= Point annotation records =
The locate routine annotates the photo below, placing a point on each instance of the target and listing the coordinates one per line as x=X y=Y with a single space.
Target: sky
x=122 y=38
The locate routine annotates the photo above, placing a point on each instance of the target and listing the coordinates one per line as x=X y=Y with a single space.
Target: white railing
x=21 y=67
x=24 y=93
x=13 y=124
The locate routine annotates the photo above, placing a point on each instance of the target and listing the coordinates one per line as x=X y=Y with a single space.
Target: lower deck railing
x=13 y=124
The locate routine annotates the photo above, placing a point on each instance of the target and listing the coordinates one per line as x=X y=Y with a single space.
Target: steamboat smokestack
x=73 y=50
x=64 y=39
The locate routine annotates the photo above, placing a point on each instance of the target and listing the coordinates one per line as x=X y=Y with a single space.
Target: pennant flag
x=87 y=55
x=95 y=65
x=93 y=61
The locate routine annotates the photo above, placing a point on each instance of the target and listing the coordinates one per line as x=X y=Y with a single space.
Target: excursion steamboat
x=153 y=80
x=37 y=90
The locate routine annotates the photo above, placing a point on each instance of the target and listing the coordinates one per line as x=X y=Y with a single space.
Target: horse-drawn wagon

= Problem to work on =
All of the entries above must be quoted exactly.

= Response to the exercise =
The locate routine annotates the photo below, placing a point on each instance of the target and listing the coordinates one per line as x=X y=Y with a single space.
Target: sky
x=122 y=38
The locate routine annotates the photo above, placing a point on each instance of the target and listing the coordinates one per line as x=X y=Y with a single space.
Target: white railing
x=21 y=67
x=24 y=93
x=13 y=124
The locate routine annotates the photo above, placing a point on each instance of the target and listing the coordinates one per line as x=X y=Y with a single space.
Target: lower deck railing
x=13 y=124
The locate routine annotates the photo above, placing a point on each instance of the target and listing the coordinates one per line as x=X y=Y with a single space.
Target: steamboat smokestack
x=73 y=50
x=64 y=39
The locate routine annotates the photo above, placing a point on each instance of the target and listing the coordinates one per line as x=X y=Y with a single space.
Target: pennant flag
x=87 y=55
x=95 y=65
x=93 y=61
The locate routine annotates the photo above, placing a point on each instance of the target and listing the coordinates one per line as x=X y=Y with a single space.
Target: excursion steamboat
x=153 y=80
x=37 y=90
The locate routine annotates the photo above, placing a point on each instance of the target and listing the coordinates one per line as x=X y=Y with a single space.
Target: horse-drawn wagon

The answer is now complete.